▸ **Task instructions**
• A. In the debt consolidation calculator text, can you swap "balance" for "principal" in everything from "How this calculator" down to "consolidation loan (amortized)"?
• B. How would you sum up the debt consolidation calculator text in two sentences?
• C. Could you carry the debt consolidation calculator text further from its last line?

--- Start Provided passage ---

See what you'd actually save by replacing your current debts with one loan. It compares your real payoff path against a consolidation loan and shows the interest and months you'd cut — all in your browser, with nothing submitted.

$15,000
$1,000$50,000
8%36%
$50$2,000
6%36%
12 mo84 mo

Estimates only. Interest is calculated on the values you enter; origination fees are not included.

The math

How this calculator works

It runs two scenarios side by side and subtracts one from the other. There is no black box here — it is the same arithmetic your lender uses.

1. Your current path (simulated month by month)

Revolving debt has no fixed end date, so it cannot be solved with a single formula. The calculator walks forward one month at a time: it charges interest on your balance, subtracts your payment, and repeats until the balance hits zero.

That loop is what produces your real payoff time and total interest — and it is why a small payment on a high rate can stretch for years.

2. The consolidation loan (amortized)

A consolidation loan has a fixed rate and term, so it uses the standard amortization formula: M = P × r ÷ (1 − (1 + r)−n). Fixed payment, known end date, no guesswork.

3. The difference is your saving

Subtract the consolidated interest from your current-path interest and you have the number in green. The months saved come from comparing the two payoff timelines.

Watch for the "never" case. If your monthly payment is smaller than the interest charged that month, the balance grows and the debt never clears. The calculator will tell you when that happens — it is the clearest possible signal that you need a different plan.
A real example

$15,000 of card debt, worked through

The default numbers above, shown in full. This is where the saving actually comes from.

--- End Provided passage ---
--- Start Supplied material ---

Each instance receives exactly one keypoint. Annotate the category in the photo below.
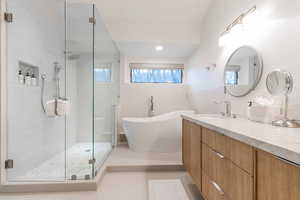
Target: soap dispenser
(27, 79)
(20, 77)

--- End Supplied material ---

▸ **Answers to the exercises**
• A.
How this calculator works

It runs two scenarios side by side and subtracts one from the other. There is no black box here — it is the same arithmetic your lender uses.

1. Your current path (simulated month by month)

Revolving debt has no fixed end date, so it cannot be solved with a single formula. The calculator walks forward one month at a time: it charges interest on your principal, subtracts your payment, and repeats until the principal hits zero.

That loop is what produces your real payoff time and total interest — and it is why a small payment on a high rate can stretch for years.

2. The consolidation loan (amortized)

• B. The calculator compares paying off your current debts month by month with a fixed-rate consolidation loan, which it works out with the standard amortization formula, all in your browser with nothing submitted. Your saving in interest and months comes from the difference between the two scenarios, and the calculator tells you when a payment smaller than the monthly interest means the debt never clears.

• C.
 Stay on the cardsConsolidate
Balance$15,000$15,000
Rate24% APR12% APR
Monthly payment$450$498
Payoff time56 months36 months
Interest paid$9,966$2,936
Total repaid$24,966$17,936

The consolidated payment is $48 a month higher — and that is exactly why it wins. The extra $48 goes to principal instead of interest, clearing the debt 20 months sooner and saving $7,031. Paying less each month is what keeps people in debt for five years.

Want the strategy behind the numbers? Read is debt consolidation a good idea for when this works and when it backfires.

Reading your result

What each number means

Interest saved

The whole point. It is the gap between what your current rate will cost you and what the new rate costs. If this number is small or negative, consolidating is not worth it.

Months saved

How much sooner you are debt-free. A fixed term forces an end date — revolving balances have none, which is how years disappear.

New monthly payment

Often slightly higher than what you pay now. That is fine — and usually good. Check it fits your budget before you commit.

Estimates, not an offer. Great Plains Lending is a loan-matching service, not a lender or a debt-relief company. This tool calculates interest only, assumes a fixed rate and equal payments, and excludes origination fees, which some lenders deduct from your funds. Your real rate and terms come from the lender and are shown in full before you sign.
Answers

Debt consolidation calculator FAQ

How does a debt consolidation calculator work?

It runs two scenarios. Your current path is simulated month by month — interest is charged, your payment is subtracted, repeat until the balance clears — which gives real payoff time and interest. The consolidation loan is amortized with a fixed rate and term. The difference between the two totals is your saving.

How much can debt consolidation actually save?

It depends entirely on the rate gap. Using the default example: $15,000 at 24% paying $450/month takes 56 months and $9,966 in interest. The same $15,000 consolidated at 12% over 36 months costs $2,936 — saving about $7,031 and finishing 20 months sooner.

Does consolidating debt hurt your credit score?

Usually it helps over time. Applying may add a hard inquiry that dips your score a few points briefly, but paying cards to zero lowers your credit utilization — a major scoring factor — and on-time installment payments build history. Keep the paid-off cards open and unused.

When is consolidation not worth it?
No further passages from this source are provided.